**Text section**:
+++++
AI Coding Leaderboards¶

Overview

This page is a list of benchmarks for LLMs that are used to help with coding.

It covers both Coding Assistants and Autonomous Coding Agents

Leaderboards¶

Leaderboard	Category	Tasks	Metrics
Aider LLM Leaderboards	Coding Assistant	225 Exercism exercises across C++, Go, Java, JavaScript, Python, Rust	Two-pass pass rates; cost per run; edit correctness
EvalPlus Leaderboard	Coding Assistant	HumanEval+ (164 hand-verified Python); MBPP+ (399 sanitized Python)	pass@1 (greedy); extended efficiency via EvalPerf
TabbyML Coding LLMs Leaderboard	Coding Assistant	Amazon CCEval next-line tasks in Python, JS, Go…	Next-line accuracy (exact-match of very next line)
MHPP Leaderboard	Coding Assistant	210 “Mostly Hard” multi-step Python problems	pass@1 (greedy); sampling (T=0.7, 100 runs)
+++++
**Supplied material**:
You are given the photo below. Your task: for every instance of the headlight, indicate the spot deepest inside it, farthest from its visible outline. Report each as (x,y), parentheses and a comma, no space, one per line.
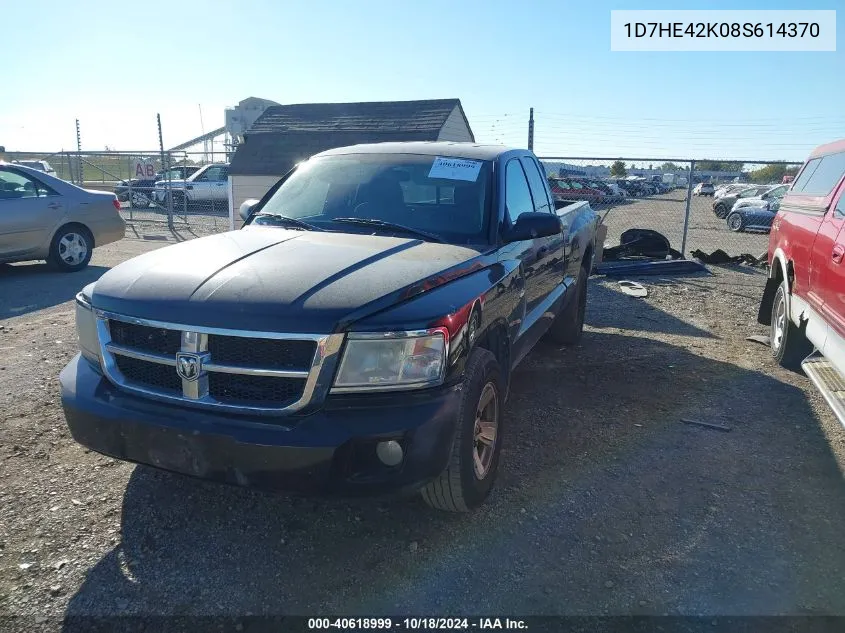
(393,360)
(86,329)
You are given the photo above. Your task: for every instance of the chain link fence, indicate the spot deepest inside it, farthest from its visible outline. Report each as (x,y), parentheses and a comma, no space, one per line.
(696,205)
(181,189)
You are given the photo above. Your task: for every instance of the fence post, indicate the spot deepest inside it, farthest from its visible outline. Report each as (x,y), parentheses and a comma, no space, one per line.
(531,129)
(686,211)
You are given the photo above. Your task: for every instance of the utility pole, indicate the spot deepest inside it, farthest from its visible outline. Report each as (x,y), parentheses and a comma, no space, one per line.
(531,129)
(166,168)
(686,211)
(78,155)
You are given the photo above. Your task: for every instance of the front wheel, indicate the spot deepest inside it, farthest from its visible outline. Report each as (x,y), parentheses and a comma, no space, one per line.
(71,249)
(736,222)
(474,460)
(790,345)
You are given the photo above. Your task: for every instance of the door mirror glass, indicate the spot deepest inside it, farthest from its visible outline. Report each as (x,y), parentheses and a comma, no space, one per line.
(533,225)
(246,208)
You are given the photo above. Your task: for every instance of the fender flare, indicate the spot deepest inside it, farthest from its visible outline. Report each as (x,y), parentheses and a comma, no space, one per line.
(779,259)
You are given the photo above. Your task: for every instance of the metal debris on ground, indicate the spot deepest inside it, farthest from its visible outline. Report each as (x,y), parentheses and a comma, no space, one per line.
(763,339)
(651,267)
(709,425)
(632,288)
(719,256)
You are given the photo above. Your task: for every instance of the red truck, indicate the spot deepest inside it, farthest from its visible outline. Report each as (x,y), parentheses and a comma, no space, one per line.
(804,299)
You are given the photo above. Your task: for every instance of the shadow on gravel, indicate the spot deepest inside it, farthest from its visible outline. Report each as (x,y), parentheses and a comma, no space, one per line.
(26,288)
(605,504)
(610,308)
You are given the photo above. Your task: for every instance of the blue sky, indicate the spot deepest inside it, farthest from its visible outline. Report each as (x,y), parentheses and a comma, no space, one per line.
(114,65)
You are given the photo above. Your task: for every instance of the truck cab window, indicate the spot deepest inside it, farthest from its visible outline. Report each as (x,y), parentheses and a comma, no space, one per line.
(542,204)
(517,195)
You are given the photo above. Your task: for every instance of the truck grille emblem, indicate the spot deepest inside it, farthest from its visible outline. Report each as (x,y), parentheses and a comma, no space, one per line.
(188,365)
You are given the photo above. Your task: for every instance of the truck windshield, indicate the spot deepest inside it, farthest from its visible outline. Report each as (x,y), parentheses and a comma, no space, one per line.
(446,197)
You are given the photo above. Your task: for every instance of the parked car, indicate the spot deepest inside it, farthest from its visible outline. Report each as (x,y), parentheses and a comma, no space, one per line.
(770,199)
(358,335)
(610,194)
(38,165)
(634,187)
(139,191)
(723,204)
(43,217)
(752,218)
(704,189)
(572,189)
(804,299)
(618,191)
(730,188)
(206,185)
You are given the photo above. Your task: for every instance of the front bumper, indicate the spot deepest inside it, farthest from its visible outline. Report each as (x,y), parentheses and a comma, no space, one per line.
(329,451)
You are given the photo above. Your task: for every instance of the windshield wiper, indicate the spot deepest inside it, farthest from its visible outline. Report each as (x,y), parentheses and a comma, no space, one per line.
(288,220)
(391,225)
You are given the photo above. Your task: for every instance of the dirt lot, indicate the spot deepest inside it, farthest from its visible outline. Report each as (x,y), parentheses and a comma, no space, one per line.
(606,502)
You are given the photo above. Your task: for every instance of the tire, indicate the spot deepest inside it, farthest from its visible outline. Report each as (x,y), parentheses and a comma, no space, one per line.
(569,323)
(71,249)
(471,471)
(139,200)
(789,344)
(736,222)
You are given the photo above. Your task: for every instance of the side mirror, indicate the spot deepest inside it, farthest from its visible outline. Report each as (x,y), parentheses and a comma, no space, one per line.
(246,208)
(533,225)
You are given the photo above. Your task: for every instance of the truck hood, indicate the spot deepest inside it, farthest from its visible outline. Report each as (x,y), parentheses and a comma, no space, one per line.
(272,279)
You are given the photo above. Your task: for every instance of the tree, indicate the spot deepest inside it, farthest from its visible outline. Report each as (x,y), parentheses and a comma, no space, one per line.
(771,173)
(618,170)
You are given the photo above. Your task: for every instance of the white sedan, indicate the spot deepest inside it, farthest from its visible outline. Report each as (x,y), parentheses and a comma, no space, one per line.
(42,217)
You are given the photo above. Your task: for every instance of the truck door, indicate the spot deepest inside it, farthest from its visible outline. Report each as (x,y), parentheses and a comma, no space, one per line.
(552,262)
(804,221)
(824,181)
(829,265)
(531,253)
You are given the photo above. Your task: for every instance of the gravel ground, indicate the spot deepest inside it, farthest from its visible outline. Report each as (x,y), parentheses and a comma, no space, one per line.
(606,503)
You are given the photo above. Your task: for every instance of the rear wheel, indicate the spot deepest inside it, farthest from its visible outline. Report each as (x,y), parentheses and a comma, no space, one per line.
(71,249)
(736,222)
(474,460)
(790,345)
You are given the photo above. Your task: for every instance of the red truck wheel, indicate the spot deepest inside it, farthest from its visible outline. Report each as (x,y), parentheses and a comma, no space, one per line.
(789,344)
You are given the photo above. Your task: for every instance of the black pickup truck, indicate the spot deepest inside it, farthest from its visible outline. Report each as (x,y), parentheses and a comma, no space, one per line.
(357,335)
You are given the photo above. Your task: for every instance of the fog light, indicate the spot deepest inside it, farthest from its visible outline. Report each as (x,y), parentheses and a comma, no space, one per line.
(390,453)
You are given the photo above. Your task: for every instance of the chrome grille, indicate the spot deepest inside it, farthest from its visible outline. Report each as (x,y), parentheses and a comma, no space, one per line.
(146,338)
(243,371)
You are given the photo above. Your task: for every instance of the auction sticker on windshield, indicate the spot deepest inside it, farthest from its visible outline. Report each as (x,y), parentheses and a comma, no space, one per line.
(455,169)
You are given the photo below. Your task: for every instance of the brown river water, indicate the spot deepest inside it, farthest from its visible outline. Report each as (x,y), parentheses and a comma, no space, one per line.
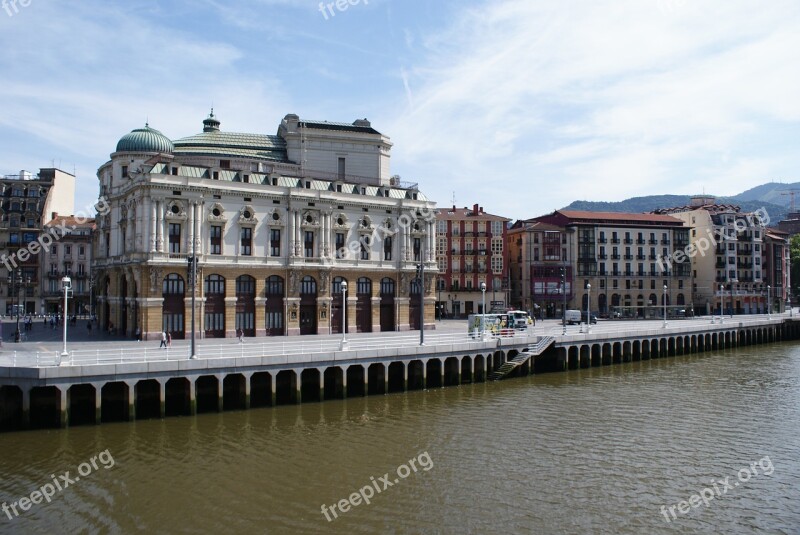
(600,450)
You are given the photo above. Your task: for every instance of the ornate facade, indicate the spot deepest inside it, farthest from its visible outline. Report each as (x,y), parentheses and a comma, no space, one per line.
(276,223)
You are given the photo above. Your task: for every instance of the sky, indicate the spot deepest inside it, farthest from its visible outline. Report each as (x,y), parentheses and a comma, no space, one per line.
(522,106)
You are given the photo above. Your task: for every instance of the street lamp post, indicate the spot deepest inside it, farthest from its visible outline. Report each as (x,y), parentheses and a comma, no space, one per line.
(564,308)
(483,312)
(769,302)
(66,284)
(588,308)
(343,344)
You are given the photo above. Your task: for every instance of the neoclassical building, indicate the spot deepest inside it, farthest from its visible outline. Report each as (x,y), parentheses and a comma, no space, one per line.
(276,222)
+++++
**Required work**: Please continue the page on AI coding leaderboards from the point where it stops.

**Answer to this problem**:
Copilot Arena	Coding Assistant	Paired autocomplete & inline-editing comparisons	ELO-style rankings from user votes
WebDev Arena Leaderboard	Coding Assistant	Real-time web development challenges between models	Win rate; task completion; user voting
SWE-bench	Autonomous Agent	2,294 real-world “Fail-to-Pass” GitHub issues from 12 Python repos	% of issues resolved
HAL (Holistic Agent Leaderboard)	Autonomous Agent	13 benchmarks (e.g., SWE-bench Verified, USACO, Cybench, TAU-bench) across many domains	Cost-controlled evaluations; success rates; Pareto fronts
TBench	Autonomous Agent	Terminal-based complex tasks in realistic environments	Task success rate; command accuracy; time-to-completion

Key Takeaways

Leaderboards are a good way to quantitatively and objectively compare solutions.

Comparison across multiple metrics and leaderboards avoids solutions that overfit to a benchmark.